** begin MATERIAL PROVIDED **
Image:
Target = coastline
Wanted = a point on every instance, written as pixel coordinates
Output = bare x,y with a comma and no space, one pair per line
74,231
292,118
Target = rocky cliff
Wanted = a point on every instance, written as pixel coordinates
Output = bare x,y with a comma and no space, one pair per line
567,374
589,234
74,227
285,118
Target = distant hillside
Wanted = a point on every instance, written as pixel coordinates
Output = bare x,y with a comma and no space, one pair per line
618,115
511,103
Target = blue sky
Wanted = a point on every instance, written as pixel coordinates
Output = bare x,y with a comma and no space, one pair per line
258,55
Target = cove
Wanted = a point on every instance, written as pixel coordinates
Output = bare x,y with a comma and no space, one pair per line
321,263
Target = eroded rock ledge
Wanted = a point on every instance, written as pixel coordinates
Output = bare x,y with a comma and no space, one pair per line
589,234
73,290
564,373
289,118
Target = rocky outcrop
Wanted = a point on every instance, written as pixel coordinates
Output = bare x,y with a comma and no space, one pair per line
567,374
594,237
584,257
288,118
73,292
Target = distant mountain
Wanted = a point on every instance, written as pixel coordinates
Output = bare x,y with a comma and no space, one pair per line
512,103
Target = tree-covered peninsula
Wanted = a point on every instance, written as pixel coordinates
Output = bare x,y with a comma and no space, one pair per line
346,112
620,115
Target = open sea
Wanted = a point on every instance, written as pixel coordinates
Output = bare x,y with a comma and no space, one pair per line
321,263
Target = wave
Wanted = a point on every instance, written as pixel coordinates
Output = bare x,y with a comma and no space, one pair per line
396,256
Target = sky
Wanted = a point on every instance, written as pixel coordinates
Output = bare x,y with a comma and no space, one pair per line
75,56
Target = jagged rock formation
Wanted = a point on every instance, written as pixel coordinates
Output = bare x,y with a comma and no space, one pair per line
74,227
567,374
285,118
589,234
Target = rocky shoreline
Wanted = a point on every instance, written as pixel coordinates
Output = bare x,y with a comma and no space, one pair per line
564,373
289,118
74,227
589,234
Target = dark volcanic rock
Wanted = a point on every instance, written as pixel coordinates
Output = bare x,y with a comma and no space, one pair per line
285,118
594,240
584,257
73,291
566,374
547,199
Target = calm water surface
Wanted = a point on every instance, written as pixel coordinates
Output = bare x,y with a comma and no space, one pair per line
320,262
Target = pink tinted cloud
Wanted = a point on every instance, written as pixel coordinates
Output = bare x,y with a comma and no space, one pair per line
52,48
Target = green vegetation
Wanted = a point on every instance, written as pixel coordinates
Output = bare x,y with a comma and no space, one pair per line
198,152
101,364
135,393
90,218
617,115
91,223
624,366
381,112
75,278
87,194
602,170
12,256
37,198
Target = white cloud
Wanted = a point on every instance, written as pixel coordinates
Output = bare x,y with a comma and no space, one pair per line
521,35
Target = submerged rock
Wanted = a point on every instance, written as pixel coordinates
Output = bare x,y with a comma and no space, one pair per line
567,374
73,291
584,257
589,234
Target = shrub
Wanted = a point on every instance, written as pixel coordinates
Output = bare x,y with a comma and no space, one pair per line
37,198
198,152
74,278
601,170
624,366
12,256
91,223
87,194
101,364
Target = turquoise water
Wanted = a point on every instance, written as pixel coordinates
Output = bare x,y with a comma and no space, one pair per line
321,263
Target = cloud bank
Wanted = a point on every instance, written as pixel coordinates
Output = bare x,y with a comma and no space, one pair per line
** end MATERIAL PROVIDED **
• **STATED TASK**:
Print all of the lines above again, unchanged and in the same order.

• **RESULT BELOW**:
Image:
Target = coastline
Wanted = a point on every instance, written as pixel coordinates
Output = bare x,y with a comma and no space, one pair per line
74,231
292,118
Target = rocky cliff
Wanted = a point on every instance, written as pixel coordinates
Output = bare x,y with a comma and no space, one pair per line
567,374
589,234
74,227
285,118
Target = distant hillside
Wanted = a point on every instance, written as pixel coordinates
Output = bare x,y with a comma and no space, one pair per line
618,115
511,103
Target = blue sky
Wanted = a point on every instance, written as pixel coordinates
Output = bare x,y with a comma and no space, one pair per line
258,55
Target = cove
Wanted = a point on every instance, written as pixel coordinates
Output = bare x,y with a comma and no space, one pair per line
321,263
Target = eroded rock ledge
Wanted = a point on every instance, written as pixel coordinates
Output = bare x,y with a comma and no space, one pair per line
589,234
73,290
564,373
289,118
Target = rocky outcrop
Wanted = a point on every instance, written as pixel coordinates
Output = bare x,y with a comma and no space, one pair per line
567,374
594,237
584,257
288,118
73,292
Target = distant mountain
Wanted = a point on every instance, written as pixel coordinates
Output = bare x,y with a comma and no space, one pair per line
512,103
Target = tree-covered peninsula
Wanted = a point on every instance, written as pixel coordinates
Output = bare x,y with a comma and no space, one pair per line
346,112
620,115
Target = open sea
Wanted = a point on every instance, written as pixel coordinates
Output = bare x,y with a comma and no space, one pair per line
321,263
Target = wave
Wanted = a point on every instance, written as pixel coordinates
Output = bare x,y with a comma and no space, one pair per line
396,256
Target = sky
Wanted = a point on every instance, written as pixel coordinates
Output = bare x,y with a comma and no space, one pair per line
75,56
Target = jagged rock formation
Wanted = a point on every instance, written as pixel coordinates
Output = bare x,y with a comma and no space, one pair per line
74,227
567,374
285,118
589,234
Target = rocky shoreline
Wanted = a point on every instance, written as pixel coordinates
Output = bare x,y with a comma and no space, one pair per line
564,373
289,118
74,227
589,234
Target = dark volcanic rock
Wanted = a point on every instance, written as pixel coordinates
Output = bare x,y with a comma and no space, one pair per line
285,118
594,240
584,257
73,291
566,374
547,199
Target = calm water surface
Wanted = a point on every instance, written as pixel coordinates
Output = bare x,y with a comma and no space, one pair per line
320,262
Target = pink tinted cloud
Wanted = a point on every instance, written as pixel coordinates
Output = bare x,y with a comma and no space, one pair per line
52,48
Target = green vegetation
Wanted = a point on every instance, written as pixel coordinates
Output = bare x,y with a comma and no space, one pair per line
198,152
101,364
135,393
90,218
617,115
91,223
624,366
381,112
75,278
87,194
602,170
12,256
37,198
Target = white cloud
Wanted = a point on every instance, written as pixel coordinates
Output = bare x,y with a comma and no space, one pair per line
521,35
Target = submerged rock
Wanted = a point on every instance, written as pixel coordinates
Output = bare x,y with a comma and no space, one pair per line
567,374
73,291
584,257
589,234
Target = shrub
Wanted = a point on every instance, written as pixel coordinates
Output = bare x,y with a comma and no space, one pair per line
37,198
198,152
74,278
601,170
624,366
12,256
91,223
87,194
101,364
Target = turquoise water
Wanted = a point on every instance, written as pixel coordinates
Output = bare x,y with a comma and no space, one pair per line
321,263
Target = cloud bank
Wanted = a point on every instance, written as pixel coordinates
Output = bare x,y with a comma and no space, one pair per line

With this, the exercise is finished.